__AIM OF THE TASK__
Please show every line in the entries below that includes the word "green".

__INFORMATION SHOWN__

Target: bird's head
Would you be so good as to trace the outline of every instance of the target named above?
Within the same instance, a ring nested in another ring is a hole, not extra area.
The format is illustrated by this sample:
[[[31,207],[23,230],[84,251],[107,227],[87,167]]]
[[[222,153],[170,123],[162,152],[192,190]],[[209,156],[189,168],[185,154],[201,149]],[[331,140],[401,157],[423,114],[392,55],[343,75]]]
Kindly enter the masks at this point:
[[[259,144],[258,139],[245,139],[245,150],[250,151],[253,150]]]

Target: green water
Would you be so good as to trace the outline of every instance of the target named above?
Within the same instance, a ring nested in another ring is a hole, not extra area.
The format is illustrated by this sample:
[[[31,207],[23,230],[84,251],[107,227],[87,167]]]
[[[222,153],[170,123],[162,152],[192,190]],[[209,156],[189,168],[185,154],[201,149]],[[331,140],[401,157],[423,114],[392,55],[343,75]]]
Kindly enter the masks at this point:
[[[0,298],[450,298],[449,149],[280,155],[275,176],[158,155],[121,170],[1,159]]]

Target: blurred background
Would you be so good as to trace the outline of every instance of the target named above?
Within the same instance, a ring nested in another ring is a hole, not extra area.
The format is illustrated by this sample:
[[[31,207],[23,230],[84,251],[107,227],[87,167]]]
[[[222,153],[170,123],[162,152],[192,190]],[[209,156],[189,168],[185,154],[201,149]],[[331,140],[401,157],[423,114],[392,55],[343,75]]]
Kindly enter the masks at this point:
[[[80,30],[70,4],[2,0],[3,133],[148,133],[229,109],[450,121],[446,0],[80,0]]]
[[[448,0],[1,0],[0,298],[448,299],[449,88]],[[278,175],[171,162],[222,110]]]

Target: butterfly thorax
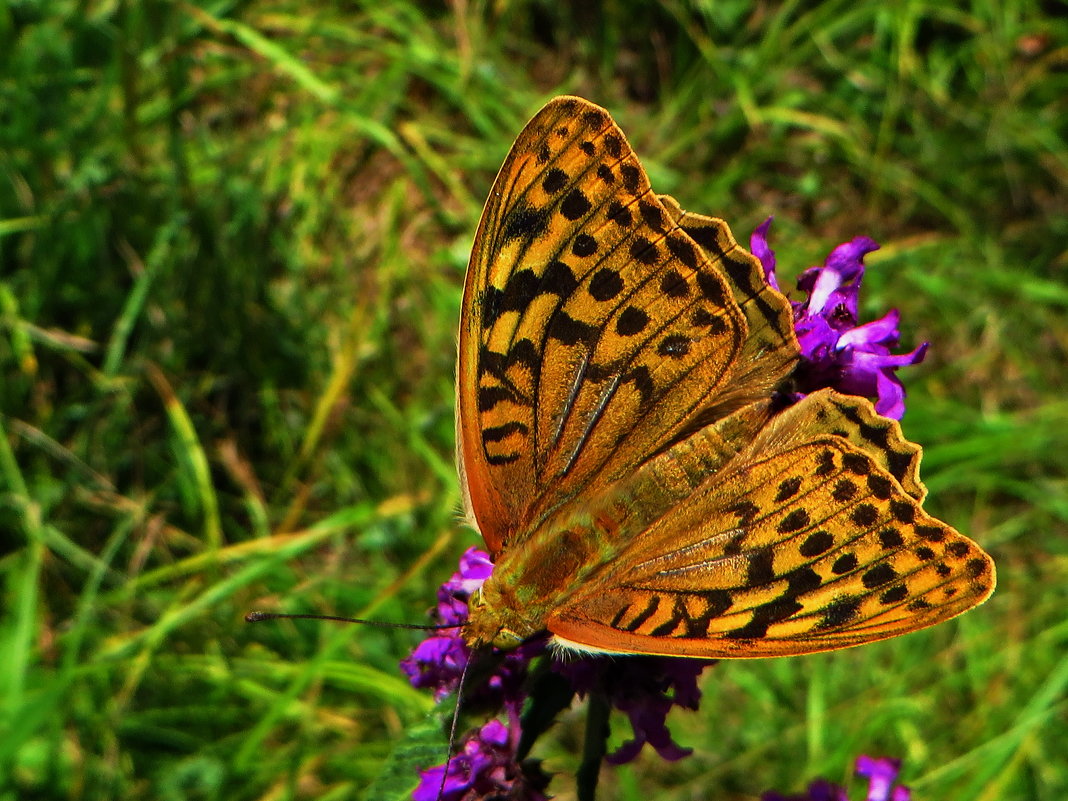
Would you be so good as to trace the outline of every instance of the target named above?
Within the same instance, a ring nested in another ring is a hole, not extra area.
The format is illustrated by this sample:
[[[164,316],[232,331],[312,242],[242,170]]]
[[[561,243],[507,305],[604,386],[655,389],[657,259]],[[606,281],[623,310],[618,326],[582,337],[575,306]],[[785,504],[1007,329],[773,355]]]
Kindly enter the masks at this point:
[[[564,504],[513,535],[493,574],[469,601],[468,645],[517,648],[550,629],[549,618],[618,555],[621,521],[634,510],[616,492]]]

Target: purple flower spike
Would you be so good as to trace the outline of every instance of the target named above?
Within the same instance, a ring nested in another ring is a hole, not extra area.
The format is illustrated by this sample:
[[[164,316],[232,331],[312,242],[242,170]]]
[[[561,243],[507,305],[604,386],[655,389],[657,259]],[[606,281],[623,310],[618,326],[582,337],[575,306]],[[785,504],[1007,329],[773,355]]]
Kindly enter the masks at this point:
[[[865,801],[911,801],[912,792],[902,785],[894,786],[901,768],[900,759],[869,756],[857,757],[856,772],[868,780]],[[846,791],[825,779],[817,779],[800,795],[783,795],[774,790],[760,796],[761,801],[849,801]]]
[[[438,622],[455,623],[458,627],[433,632],[401,661],[401,670],[408,674],[412,686],[432,689],[436,701],[456,690],[471,659],[471,649],[464,642],[459,624],[467,622],[467,601],[471,594],[492,572],[489,554],[468,548],[460,557],[460,570],[438,589]],[[510,714],[517,712],[523,703],[527,666],[544,648],[544,641],[533,641],[508,653],[489,680],[465,693],[465,699],[474,704],[505,706]]]
[[[544,786],[537,786],[542,782],[530,781],[516,763],[517,732],[518,729],[509,731],[499,720],[491,720],[464,741],[460,752],[449,760],[447,772],[446,765],[437,765],[419,774],[413,801],[545,801],[541,792]]]
[[[750,247],[764,266],[768,283],[778,289],[775,252],[767,241],[770,224],[768,218],[753,232]],[[905,388],[895,371],[923,361],[928,343],[911,353],[890,352],[900,338],[896,309],[878,320],[857,324],[864,257],[878,248],[873,239],[858,236],[832,250],[822,267],[810,267],[797,279],[798,289],[808,297],[790,301],[801,346],[801,362],[794,375],[801,393],[832,387],[875,398],[879,414],[900,419],[905,413]]]
[[[468,599],[492,572],[489,555],[468,548],[460,557],[460,570],[438,588],[437,622],[458,626],[466,622]],[[432,688],[436,701],[456,689],[471,658],[461,633],[459,627],[434,632],[401,661],[401,670],[408,674],[412,686]]]
[[[912,792],[908,787],[894,786],[901,771],[901,760],[889,757],[872,758],[863,754],[857,757],[858,776],[868,780],[867,801],[909,801]]]
[[[633,739],[605,758],[609,764],[622,765],[638,756],[646,743],[669,762],[692,753],[693,749],[682,748],[671,739],[667,714],[673,706],[697,709],[701,700],[697,679],[713,662],[669,657],[583,657],[554,663],[553,670],[566,676],[580,695],[605,693],[609,703],[630,718]],[[668,691],[673,691],[670,696]]]
[[[444,624],[466,622],[471,594],[482,586],[492,570],[487,554],[469,549],[460,560],[460,570],[442,585],[438,593],[437,620]],[[413,685],[433,689],[439,700],[456,689],[471,659],[462,631],[457,628],[432,633],[401,663]],[[519,713],[528,690],[525,684],[529,665],[532,659],[545,653],[547,642],[547,637],[535,638],[514,651],[496,653],[488,679],[464,691],[467,702],[491,706],[494,710],[503,709],[508,726],[491,722],[487,724],[489,728],[483,727],[477,735],[465,740],[460,753],[447,763],[447,773],[445,765],[423,771],[413,796],[415,801],[437,798],[443,779],[444,801],[475,801],[483,798],[480,793],[494,793],[487,797],[531,798],[535,801],[543,797],[540,790],[546,786],[547,779],[542,782],[543,777],[533,769],[528,769],[523,778],[522,771],[515,765],[514,754],[520,732]],[[609,763],[618,765],[634,759],[646,743],[662,758],[671,761],[691,753],[690,749],[682,748],[672,740],[666,723],[667,714],[675,706],[697,709],[701,699],[697,679],[714,661],[582,656],[565,663],[554,656],[551,666],[568,679],[574,692],[583,695],[598,693],[611,706],[627,714],[634,737],[606,757]],[[486,667],[490,665],[486,664]],[[520,787],[523,792],[528,788],[534,788],[534,791],[515,795],[517,791],[508,790],[505,785],[519,781],[517,777],[526,782]],[[507,792],[513,795],[506,796]],[[826,801],[840,800],[828,798]]]

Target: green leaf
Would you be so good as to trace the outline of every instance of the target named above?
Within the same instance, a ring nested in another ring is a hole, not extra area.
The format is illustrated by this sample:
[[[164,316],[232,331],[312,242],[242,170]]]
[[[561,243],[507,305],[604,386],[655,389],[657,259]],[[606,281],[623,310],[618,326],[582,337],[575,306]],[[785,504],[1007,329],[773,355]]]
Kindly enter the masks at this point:
[[[445,761],[449,742],[441,715],[430,714],[409,727],[396,744],[378,778],[367,788],[364,798],[375,801],[409,801],[419,783],[419,771]]]

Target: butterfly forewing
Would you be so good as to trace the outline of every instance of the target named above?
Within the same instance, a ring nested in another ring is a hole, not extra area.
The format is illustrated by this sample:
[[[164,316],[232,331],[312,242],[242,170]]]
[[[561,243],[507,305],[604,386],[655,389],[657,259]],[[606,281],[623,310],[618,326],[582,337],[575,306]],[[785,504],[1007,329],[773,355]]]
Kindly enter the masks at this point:
[[[797,360],[797,340],[790,304],[770,286],[764,268],[753,254],[738,246],[721,219],[683,211],[670,195],[660,195],[671,219],[708,254],[728,278],[735,302],[745,315],[748,329],[736,374],[741,383],[760,386],[762,379],[781,375]],[[746,371],[752,375],[746,375]],[[767,385],[766,391],[774,384]]]
[[[491,550],[782,379],[785,364],[738,380],[746,314],[722,258],[678,226],[603,109],[558,98],[520,134],[476,235],[460,331],[461,461]],[[779,336],[776,352],[796,352]]]

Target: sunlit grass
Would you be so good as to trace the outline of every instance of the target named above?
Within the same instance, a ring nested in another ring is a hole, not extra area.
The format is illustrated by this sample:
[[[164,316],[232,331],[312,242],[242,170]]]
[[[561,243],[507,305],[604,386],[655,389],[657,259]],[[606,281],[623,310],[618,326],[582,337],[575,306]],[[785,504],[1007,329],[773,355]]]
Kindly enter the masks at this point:
[[[606,769],[603,797],[753,798],[862,751],[924,798],[1068,795],[1068,26],[708,6],[0,10],[3,798],[366,797],[431,708],[413,635],[242,616],[418,622],[475,542],[463,270],[561,92],[739,239],[775,214],[786,275],[883,244],[864,312],[932,342],[905,420],[928,507],[1000,571],[953,624],[717,666],[672,720],[694,756]],[[540,746],[560,798],[580,739],[571,713]]]

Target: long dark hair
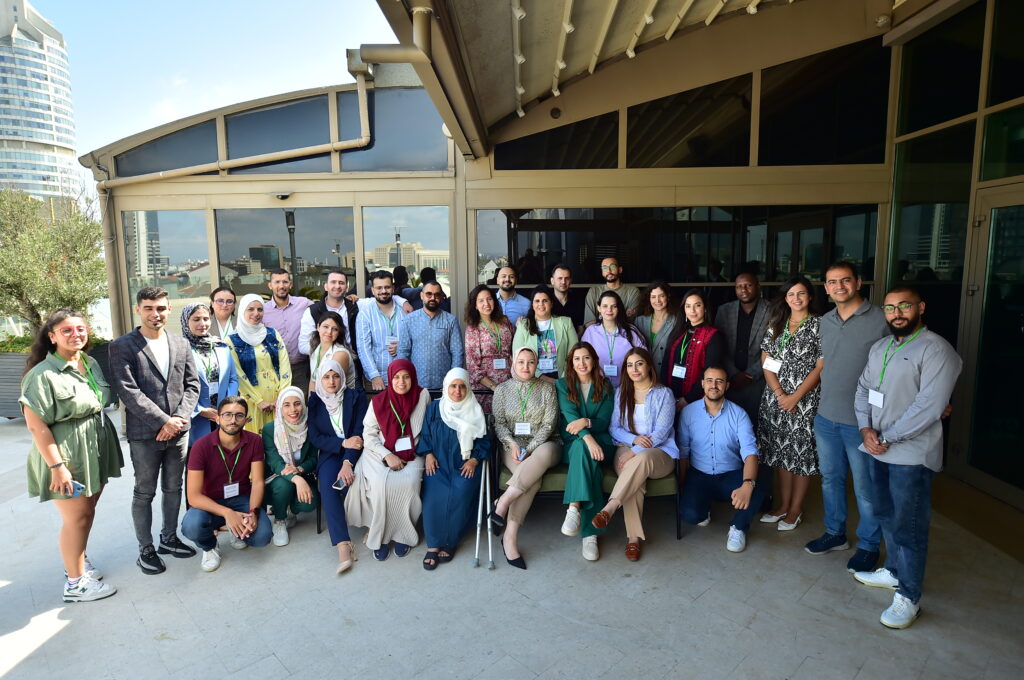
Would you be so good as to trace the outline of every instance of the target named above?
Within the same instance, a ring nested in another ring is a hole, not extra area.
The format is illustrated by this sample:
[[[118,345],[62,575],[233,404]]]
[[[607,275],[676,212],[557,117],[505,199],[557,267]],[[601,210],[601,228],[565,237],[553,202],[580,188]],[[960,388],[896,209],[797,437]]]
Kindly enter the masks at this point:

__SOLUTION BELOW__
Target: green water
Target: green leaf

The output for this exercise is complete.